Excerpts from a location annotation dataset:
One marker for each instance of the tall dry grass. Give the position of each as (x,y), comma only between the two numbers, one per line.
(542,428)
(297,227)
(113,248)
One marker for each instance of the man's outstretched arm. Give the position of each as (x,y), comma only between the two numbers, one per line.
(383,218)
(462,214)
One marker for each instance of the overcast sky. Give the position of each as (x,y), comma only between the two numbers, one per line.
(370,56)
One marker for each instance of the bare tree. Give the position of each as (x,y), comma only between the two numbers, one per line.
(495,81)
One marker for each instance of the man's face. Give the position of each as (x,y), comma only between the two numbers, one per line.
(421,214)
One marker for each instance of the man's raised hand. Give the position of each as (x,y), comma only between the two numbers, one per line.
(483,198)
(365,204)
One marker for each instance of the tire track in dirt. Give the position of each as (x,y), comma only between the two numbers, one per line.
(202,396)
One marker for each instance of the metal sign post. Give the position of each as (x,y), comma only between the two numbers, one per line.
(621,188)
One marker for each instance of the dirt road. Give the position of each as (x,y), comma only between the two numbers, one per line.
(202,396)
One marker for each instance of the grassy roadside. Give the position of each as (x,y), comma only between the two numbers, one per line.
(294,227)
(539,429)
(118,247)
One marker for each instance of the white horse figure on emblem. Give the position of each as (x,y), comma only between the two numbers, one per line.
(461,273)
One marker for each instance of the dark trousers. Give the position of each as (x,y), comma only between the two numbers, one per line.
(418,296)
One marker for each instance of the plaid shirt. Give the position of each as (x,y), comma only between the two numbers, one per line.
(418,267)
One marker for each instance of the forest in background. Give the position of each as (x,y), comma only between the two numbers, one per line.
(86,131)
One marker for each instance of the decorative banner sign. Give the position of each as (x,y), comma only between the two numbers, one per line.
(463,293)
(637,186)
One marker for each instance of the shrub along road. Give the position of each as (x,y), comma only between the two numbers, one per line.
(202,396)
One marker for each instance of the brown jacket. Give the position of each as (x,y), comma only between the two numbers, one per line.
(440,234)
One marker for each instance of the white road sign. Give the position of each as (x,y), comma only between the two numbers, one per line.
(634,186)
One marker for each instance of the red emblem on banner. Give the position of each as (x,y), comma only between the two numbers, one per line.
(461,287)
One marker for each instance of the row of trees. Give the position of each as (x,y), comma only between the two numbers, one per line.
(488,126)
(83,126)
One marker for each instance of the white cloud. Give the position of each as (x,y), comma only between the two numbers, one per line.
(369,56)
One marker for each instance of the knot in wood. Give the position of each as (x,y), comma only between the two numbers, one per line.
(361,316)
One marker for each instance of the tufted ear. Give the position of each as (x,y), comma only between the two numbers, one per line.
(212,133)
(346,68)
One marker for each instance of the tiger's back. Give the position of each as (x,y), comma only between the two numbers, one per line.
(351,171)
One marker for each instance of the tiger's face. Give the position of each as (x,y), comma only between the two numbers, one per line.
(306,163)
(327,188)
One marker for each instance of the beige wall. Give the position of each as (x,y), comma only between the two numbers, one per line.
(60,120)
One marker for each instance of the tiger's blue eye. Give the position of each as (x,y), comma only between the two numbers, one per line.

Requirement:
Output every line of the entries above as a JSON list of strings, one string per line, leaving out any blank lines.

Reply to the task:
[
  "One marker for each instance of the tall dry grass. Give the position of each as (x,y), comma only between the two numbers, one per line.",
  "(542,428)",
  "(297,227)",
  "(113,248)",
  "One marker for each instance of the man's outstretched arm. Give the position of each as (x,y), comma only between the two numbers, one per line.",
  "(383,218)",
  "(462,214)",
  "One marker for each instance of the overcast sky. Give the position of each as (x,y), comma only between the two numbers, one per line.",
  "(370,56)",
  "One marker for each instance of the bare tree. Give the position of each as (x,y), comma only between the two numbers, one per line.",
  "(495,81)",
  "One marker for each instance of the man's face. Give the position of each as (x,y), comma only between the two numbers, one per line.",
  "(421,214)",
  "One marker for each instance of the man's raised hand. Give the position of each as (x,y), comma only between the two numbers, one per line.",
  "(483,198)",
  "(365,204)",
  "One marker for each instance of the tire track in dirt. Give the position of each as (x,y), comma only between the two numbers, one per line.",
  "(202,396)",
  "One marker for each instance of the metal sign post. Give the position of each as (x,y), comma only between the two numbers, one per line.",
  "(621,188)",
  "One marker for each instance of the dirt road. Give the position of each as (x,y), comma only between the two numbers, one per line.",
  "(202,396)",
  "One marker for each instance of the grassy roadside. Give the position of each as (x,y), comma only between the two numbers, one per line.",
  "(294,227)",
  "(539,429)",
  "(118,247)",
  "One marker for each instance of the white horse figure on emblem. Give the position of each as (x,y), comma only between the two numbers, one per line.",
  "(461,273)",
  "One marker for each instance of the dark trousers. Give the position of each as (x,y), comma only between the two numbers, one per line.",
  "(418,296)",
  "One marker for each instance of the plaid shirt. Give the position of each as (x,y), comma only between the two numbers, one per line.",
  "(418,267)",
  "One marker for each instance of the forest in background. Give the position of each as (x,y), comma only between the two numbers, one per line.",
  "(86,131)",
  "One marker for each instance of the decorative banner sign. Give the position of each as (x,y), comma only between the two numbers, one per line.",
  "(463,293)",
  "(637,186)",
  "One marker for each instance of the shrub along road. Give the position of each as (x,y), comma only between the two numbers, one per line.",
  "(202,396)",
  "One marker for each instance of the brown jacket. Give the position of each as (x,y), comma only between the two numbers, one per line.",
  "(440,234)",
  "One marker for each instance of the white road sign. Give the position of each as (x,y), comma only between the two numbers, one per line.",
  "(634,186)",
  "One marker for each instance of the red emblem on banner. Give the position of each as (x,y), comma only between the two numbers, one per line.",
  "(461,287)",
  "One marker for each instance of the row of trees. Give the position of each as (x,y), comma only between the two numbers, one per line.",
  "(488,126)",
  "(83,126)",
  "One marker for each instance of the white cloud. Give the position of each as (x,y), comma only between the two numbers, one per line.",
  "(369,56)",
  "One marker for each instance of the knot in wood. Give the position of each as (x,y), comma only between the two numbers, one per line.",
  "(361,316)",
  "One marker for each instance of the tufted ear. Give the position of each as (x,y), comma only between the two numbers, one per line.",
  "(212,133)",
  "(346,68)",
  "One marker for each instance of the tiger's back. Give the position of each as (x,y), comma only between the two numbers, one per line.",
  "(351,171)",
  "One marker for each instance of the tiger's face. Give the position of each as (x,y), comma only between the two numbers, one per line.",
  "(306,163)",
  "(327,188)",
  "One marker for each instance of the beige wall. Give the position of each as (x,y), comma only between the two numbers, one per line.",
  "(60,120)",
  "One marker for each instance of the tiger's blue eye. Give the position of each as (x,y), comma only between the two numbers, one per line."
]